→ Data provided

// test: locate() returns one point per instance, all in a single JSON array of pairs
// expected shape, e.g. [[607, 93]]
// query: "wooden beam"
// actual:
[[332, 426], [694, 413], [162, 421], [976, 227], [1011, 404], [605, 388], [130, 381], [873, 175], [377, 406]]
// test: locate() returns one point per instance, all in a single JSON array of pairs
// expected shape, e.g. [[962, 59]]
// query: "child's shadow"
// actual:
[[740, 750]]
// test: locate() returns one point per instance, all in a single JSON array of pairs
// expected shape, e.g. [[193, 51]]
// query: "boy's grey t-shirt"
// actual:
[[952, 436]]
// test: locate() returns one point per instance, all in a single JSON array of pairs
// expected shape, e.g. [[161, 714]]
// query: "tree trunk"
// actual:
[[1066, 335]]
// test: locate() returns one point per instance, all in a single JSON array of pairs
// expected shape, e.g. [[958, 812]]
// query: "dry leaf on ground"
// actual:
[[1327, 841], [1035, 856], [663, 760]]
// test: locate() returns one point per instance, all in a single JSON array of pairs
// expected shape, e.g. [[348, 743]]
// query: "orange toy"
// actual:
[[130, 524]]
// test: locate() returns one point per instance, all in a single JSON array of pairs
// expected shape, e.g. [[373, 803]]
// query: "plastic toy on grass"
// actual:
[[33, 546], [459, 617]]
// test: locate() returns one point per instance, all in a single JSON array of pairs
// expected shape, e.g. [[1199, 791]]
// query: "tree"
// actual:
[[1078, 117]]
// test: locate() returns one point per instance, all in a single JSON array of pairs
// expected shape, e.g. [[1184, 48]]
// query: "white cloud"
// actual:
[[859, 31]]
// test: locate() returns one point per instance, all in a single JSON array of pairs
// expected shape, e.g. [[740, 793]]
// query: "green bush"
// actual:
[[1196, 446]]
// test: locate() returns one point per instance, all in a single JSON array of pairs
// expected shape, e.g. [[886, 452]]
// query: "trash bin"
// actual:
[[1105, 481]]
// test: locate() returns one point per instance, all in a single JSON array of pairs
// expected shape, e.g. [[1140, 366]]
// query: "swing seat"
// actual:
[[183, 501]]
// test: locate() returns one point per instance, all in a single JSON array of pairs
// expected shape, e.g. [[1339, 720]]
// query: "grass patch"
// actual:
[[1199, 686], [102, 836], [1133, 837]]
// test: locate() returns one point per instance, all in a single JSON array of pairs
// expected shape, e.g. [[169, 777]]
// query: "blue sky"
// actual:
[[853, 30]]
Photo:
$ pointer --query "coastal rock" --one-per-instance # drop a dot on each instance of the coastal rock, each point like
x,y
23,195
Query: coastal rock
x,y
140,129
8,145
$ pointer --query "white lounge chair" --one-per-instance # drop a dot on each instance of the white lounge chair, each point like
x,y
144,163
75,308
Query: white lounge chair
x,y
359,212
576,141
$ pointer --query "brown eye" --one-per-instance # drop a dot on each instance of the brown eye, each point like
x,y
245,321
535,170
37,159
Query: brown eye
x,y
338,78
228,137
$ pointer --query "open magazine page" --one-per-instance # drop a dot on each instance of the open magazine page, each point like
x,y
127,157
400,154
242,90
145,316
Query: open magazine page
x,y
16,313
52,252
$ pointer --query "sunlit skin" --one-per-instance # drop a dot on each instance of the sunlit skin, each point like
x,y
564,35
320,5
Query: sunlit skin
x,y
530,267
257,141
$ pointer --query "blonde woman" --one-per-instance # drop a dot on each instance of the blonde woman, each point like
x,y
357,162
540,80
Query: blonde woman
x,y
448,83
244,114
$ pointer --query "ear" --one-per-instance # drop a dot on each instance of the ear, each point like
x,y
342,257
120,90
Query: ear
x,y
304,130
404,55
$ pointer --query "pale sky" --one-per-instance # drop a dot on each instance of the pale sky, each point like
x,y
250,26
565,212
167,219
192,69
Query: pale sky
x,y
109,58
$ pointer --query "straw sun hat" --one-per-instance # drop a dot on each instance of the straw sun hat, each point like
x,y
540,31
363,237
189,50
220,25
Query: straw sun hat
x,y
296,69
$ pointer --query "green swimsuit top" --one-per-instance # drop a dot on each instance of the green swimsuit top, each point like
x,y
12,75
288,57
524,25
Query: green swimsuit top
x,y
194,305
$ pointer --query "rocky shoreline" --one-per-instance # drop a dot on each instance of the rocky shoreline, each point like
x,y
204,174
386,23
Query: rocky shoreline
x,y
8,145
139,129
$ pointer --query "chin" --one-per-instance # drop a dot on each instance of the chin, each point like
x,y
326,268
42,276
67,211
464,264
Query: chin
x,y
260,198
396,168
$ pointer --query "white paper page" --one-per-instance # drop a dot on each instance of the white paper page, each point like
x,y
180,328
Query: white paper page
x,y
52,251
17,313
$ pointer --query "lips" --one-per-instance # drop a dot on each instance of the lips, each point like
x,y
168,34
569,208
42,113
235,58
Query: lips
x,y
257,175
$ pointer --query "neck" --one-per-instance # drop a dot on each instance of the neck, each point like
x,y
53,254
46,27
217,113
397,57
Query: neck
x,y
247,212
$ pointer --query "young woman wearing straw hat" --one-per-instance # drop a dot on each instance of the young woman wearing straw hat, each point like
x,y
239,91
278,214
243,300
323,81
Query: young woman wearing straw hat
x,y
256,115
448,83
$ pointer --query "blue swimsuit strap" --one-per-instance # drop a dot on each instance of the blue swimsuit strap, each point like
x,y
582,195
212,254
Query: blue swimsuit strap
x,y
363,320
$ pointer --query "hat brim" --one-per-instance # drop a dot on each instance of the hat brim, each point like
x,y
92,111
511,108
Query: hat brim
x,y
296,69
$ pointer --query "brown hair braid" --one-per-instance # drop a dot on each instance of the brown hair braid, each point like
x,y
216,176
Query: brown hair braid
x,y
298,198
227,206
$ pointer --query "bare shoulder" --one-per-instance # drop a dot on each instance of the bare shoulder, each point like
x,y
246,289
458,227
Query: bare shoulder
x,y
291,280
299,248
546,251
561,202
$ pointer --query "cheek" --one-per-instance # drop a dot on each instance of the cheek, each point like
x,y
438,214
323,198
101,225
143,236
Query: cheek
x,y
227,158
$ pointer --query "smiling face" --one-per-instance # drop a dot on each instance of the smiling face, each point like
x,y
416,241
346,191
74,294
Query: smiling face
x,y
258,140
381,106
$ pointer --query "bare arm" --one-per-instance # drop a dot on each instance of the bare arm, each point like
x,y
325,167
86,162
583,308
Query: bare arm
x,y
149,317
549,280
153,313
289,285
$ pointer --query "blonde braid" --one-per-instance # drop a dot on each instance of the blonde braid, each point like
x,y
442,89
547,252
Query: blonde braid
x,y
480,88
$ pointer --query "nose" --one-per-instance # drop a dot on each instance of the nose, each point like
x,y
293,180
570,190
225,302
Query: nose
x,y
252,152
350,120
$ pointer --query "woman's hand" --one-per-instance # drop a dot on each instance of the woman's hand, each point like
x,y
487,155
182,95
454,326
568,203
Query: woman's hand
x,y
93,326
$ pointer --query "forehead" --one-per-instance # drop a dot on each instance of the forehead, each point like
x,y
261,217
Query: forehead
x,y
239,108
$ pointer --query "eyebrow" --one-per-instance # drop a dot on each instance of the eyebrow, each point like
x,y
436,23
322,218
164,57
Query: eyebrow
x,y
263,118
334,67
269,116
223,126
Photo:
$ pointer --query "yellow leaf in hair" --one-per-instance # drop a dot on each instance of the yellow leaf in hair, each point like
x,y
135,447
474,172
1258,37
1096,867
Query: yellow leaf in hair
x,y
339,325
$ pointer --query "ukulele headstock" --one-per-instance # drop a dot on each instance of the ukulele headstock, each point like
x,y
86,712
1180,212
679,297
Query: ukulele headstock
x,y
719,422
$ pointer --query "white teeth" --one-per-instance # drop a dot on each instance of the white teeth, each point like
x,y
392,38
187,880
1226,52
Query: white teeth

→ Exercise
Give the records from the start through the line containing "[[1066, 335]]", inclusive, as a two-column CSV with the header record,answer and one row per record. Put each record's text and its answer in their own quoted fields, with line breaks turned into spaces.

→ Output below
record,answer
"// test: locate() returns one point per instance, all in a single JSON array of pairs // expected shape, e.g. [[607, 93]] // query: ""wooden beam"" // actual:","[[332, 426], [694, 413], [162, 421], [976, 227], [1011, 404], [605, 388], [130, 381], [873, 175], [377, 406]]"
"// test: locate() returns one point per instance, all in a single JSON array of pairs // expected shape, e.g. [[962, 59]] // query: ""child's shadow"" // actual:","[[740, 750]]"
"// test: locate() returns one point per instance, all in a single JSON array of pairs // expected shape, e.g. [[193, 51]] // query: ""boy's grey t-shirt"" // actual:","[[952, 436]]"
"// test: locate() returns one point per instance, all in a single JSON array of pairs // expected shape, e.g. [[161, 714]] // query: ""tree trunk"" // actual:","[[1066, 335]]"